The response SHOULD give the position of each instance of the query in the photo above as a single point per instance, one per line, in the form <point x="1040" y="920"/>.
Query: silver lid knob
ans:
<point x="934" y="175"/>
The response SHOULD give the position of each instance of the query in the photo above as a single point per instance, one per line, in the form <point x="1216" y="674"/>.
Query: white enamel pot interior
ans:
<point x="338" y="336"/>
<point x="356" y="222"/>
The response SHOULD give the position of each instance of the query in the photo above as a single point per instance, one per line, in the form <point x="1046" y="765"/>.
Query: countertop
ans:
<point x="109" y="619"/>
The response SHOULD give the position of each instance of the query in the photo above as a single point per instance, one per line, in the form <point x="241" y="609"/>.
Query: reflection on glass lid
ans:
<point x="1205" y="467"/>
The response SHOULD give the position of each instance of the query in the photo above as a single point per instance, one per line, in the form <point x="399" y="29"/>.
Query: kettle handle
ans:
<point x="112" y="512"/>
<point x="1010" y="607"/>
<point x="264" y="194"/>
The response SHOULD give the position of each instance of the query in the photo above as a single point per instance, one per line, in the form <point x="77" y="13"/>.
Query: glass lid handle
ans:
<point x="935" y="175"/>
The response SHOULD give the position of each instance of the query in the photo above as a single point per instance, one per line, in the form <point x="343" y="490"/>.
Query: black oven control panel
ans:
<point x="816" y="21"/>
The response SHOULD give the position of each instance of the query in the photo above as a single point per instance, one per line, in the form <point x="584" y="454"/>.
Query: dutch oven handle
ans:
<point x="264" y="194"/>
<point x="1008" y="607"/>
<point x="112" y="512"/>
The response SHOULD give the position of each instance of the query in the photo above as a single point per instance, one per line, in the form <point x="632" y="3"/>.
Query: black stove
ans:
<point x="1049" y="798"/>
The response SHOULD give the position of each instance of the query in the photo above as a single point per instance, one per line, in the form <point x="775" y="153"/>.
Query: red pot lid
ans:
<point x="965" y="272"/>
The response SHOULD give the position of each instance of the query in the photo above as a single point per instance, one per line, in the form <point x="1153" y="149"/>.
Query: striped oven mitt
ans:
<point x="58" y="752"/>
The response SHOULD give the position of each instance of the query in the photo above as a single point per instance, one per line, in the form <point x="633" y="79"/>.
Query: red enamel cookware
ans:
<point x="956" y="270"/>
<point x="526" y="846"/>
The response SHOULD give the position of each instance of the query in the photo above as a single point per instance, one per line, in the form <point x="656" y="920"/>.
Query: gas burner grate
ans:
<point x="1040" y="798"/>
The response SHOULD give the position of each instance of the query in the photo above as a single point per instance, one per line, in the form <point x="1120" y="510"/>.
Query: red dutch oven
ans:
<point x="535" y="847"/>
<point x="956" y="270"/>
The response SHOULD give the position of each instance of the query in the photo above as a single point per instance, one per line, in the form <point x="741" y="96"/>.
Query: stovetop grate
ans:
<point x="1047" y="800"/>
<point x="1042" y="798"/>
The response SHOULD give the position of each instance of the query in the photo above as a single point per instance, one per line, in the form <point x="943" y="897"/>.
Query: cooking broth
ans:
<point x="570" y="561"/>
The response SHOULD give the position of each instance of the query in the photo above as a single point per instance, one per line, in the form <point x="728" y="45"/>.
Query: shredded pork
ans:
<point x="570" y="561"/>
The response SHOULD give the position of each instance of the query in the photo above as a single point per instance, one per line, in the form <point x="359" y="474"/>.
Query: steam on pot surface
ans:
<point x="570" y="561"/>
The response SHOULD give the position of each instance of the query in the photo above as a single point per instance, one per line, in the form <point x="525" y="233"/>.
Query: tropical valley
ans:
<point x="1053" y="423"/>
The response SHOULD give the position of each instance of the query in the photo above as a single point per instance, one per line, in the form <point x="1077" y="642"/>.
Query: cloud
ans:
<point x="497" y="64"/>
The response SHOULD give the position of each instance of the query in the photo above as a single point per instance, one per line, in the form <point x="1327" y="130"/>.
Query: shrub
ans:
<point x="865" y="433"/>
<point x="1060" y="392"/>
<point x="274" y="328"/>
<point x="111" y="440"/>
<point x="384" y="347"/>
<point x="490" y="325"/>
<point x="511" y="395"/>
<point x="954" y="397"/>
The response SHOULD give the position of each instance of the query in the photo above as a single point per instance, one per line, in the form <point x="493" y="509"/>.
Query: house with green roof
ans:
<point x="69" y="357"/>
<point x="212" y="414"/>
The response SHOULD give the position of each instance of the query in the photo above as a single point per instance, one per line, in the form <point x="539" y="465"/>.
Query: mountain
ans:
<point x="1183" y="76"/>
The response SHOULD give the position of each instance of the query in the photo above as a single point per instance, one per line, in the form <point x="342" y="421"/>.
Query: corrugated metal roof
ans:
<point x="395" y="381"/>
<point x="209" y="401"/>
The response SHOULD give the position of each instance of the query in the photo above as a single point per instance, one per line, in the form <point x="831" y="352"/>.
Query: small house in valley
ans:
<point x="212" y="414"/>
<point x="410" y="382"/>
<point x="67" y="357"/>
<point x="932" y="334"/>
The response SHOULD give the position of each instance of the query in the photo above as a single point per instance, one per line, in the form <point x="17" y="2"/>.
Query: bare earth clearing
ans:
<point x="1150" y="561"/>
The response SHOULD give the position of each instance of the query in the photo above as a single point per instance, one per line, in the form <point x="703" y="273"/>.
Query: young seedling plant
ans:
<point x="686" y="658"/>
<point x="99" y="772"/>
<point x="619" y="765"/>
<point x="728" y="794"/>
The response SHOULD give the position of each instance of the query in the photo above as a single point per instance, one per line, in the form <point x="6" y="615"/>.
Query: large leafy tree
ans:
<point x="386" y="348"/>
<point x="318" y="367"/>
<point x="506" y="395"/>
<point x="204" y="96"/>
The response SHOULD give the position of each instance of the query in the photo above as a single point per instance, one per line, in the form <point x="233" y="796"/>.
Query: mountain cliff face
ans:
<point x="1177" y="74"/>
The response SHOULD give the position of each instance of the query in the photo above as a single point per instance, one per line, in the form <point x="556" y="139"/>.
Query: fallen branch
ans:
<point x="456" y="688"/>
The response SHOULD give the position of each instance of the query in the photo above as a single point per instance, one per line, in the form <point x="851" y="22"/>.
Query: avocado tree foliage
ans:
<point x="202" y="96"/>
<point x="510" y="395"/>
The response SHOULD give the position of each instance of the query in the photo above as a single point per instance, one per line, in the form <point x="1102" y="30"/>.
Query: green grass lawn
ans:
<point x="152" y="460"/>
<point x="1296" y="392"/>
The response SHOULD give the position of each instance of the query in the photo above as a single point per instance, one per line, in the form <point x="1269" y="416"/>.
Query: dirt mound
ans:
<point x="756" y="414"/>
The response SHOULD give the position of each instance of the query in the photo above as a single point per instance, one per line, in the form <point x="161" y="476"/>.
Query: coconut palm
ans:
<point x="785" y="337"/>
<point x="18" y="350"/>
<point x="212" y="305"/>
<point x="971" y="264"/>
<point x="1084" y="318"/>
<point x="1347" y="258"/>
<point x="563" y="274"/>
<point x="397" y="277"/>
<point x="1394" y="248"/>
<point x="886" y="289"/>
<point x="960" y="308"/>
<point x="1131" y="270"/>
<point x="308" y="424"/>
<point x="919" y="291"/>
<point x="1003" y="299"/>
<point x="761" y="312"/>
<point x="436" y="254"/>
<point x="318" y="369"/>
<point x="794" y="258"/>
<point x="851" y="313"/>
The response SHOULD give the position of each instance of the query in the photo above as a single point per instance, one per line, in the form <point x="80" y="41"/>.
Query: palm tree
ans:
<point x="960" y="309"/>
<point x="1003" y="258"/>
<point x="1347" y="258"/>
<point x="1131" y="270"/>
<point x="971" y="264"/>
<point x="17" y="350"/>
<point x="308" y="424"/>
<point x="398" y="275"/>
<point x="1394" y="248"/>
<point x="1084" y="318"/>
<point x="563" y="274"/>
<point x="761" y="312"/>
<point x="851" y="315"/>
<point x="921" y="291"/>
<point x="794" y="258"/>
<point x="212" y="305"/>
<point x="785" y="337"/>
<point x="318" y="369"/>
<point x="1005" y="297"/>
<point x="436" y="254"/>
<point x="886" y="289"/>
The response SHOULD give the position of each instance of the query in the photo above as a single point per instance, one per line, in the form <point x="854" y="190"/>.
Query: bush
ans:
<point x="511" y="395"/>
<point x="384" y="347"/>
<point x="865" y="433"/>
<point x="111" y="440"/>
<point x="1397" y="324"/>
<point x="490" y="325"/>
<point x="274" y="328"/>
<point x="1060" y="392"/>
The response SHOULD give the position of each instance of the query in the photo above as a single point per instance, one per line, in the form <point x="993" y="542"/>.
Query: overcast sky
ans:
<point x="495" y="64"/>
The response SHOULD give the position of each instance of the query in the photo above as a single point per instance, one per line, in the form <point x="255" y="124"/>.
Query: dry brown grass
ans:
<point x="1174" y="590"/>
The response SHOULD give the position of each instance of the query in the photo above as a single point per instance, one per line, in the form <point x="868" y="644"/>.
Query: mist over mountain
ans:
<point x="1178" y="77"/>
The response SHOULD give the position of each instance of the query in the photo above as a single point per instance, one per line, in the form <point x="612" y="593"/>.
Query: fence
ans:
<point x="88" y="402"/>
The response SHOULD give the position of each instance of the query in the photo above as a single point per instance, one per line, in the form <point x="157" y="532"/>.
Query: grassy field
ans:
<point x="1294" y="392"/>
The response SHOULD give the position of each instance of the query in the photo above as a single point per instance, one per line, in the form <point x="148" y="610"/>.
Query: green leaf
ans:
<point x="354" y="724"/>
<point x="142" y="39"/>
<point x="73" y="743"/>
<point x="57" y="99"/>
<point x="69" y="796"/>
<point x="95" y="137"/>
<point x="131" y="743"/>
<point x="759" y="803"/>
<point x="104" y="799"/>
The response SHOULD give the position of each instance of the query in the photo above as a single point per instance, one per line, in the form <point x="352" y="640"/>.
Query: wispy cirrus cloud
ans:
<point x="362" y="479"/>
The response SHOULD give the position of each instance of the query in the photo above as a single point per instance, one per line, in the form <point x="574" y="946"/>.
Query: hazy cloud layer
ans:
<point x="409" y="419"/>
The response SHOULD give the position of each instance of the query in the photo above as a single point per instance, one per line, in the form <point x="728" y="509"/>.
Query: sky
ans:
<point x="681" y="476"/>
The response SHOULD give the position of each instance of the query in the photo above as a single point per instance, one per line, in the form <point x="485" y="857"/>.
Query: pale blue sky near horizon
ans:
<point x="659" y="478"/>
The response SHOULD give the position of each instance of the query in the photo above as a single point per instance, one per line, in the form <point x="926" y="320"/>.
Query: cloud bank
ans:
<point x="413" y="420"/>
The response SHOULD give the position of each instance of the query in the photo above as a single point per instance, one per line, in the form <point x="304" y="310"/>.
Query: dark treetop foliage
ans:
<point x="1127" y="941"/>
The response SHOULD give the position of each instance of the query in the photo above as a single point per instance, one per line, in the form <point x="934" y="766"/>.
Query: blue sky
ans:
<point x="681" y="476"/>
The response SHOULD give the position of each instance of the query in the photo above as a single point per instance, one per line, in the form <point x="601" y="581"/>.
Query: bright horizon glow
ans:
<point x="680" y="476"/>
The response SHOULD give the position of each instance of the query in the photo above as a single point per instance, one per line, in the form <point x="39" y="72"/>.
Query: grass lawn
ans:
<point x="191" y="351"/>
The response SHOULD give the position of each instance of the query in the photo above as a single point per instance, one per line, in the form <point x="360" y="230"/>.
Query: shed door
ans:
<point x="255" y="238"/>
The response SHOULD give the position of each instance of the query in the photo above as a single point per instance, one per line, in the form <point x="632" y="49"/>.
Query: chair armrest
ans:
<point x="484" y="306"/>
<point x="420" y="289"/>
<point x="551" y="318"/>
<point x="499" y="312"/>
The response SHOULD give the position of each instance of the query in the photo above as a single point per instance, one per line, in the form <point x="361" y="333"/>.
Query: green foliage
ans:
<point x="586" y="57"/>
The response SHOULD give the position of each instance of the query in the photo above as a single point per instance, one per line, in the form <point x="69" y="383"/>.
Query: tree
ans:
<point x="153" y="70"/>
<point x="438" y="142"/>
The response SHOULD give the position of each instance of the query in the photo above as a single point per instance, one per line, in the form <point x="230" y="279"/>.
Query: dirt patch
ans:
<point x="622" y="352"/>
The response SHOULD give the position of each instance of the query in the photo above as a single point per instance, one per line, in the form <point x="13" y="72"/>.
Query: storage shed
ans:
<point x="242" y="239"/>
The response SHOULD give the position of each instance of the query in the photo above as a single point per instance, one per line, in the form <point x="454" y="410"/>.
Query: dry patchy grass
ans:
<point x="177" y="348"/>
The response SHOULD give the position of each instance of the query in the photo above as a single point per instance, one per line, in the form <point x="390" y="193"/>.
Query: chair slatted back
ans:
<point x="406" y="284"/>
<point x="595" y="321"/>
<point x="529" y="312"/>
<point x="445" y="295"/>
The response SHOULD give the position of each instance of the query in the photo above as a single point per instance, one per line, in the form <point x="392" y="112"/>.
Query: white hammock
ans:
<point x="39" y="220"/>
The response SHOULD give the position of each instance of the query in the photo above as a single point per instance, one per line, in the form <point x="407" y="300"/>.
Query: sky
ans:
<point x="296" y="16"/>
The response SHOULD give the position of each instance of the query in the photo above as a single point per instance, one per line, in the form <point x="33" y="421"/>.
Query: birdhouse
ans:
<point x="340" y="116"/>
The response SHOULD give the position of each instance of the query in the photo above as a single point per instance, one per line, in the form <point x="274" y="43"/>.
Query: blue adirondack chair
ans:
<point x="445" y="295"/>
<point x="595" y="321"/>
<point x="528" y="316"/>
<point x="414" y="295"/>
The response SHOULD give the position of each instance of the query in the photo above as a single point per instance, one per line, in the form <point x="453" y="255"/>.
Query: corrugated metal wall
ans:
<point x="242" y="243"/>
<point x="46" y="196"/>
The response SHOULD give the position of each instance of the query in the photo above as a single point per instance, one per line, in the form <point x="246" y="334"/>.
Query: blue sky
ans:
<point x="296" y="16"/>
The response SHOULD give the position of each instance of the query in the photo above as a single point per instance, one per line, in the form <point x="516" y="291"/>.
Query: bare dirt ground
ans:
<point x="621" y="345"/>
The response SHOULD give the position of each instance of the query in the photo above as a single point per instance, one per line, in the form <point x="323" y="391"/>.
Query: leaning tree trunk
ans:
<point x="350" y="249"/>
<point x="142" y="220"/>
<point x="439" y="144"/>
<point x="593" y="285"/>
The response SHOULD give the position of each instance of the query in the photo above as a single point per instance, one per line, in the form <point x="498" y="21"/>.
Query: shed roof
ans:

*Exercise directions*
Look above for the line holding "Query: mist over mountain" and the line holding "Query: hazy cloud layer". Retype both, and every line between them, word for word and nothing else.

*Written answer*
Query: mist over mountain
ans:
<point x="1178" y="77"/>
The response SHOULD give the position of each instance of the query in the photo above as a single point per instance, one per line, in the form <point x="612" y="593"/>.
Query: fence
ans:
<point x="88" y="402"/>
The response SHOULD give the position of each instance of the query in the photo above as a single point per instance, one per line, in the form <point x="157" y="532"/>.
Query: grassy field
ans:
<point x="1294" y="392"/>
The response SHOULD give the position of each instance of the query in the photo above as a single point per instance, one per line, in the form <point x="148" y="610"/>.
Query: green leaf
ans:
<point x="354" y="724"/>
<point x="142" y="39"/>
<point x="73" y="743"/>
<point x="57" y="99"/>
<point x="69" y="796"/>
<point x="95" y="137"/>
<point x="131" y="743"/>
<point x="759" y="803"/>
<point x="104" y="799"/>
The response SHOULD give the position of each instance of the query in the photo above as a single point per instance, one per line, in the form <point x="352" y="640"/>.
Query: wispy cirrus cloud
ans:
<point x="362" y="479"/>
The response SHOULD give the position of each instance of the query in the photo above as a single point per instance, one per line, in the form <point x="574" y="946"/>.
Query: hazy cloud layer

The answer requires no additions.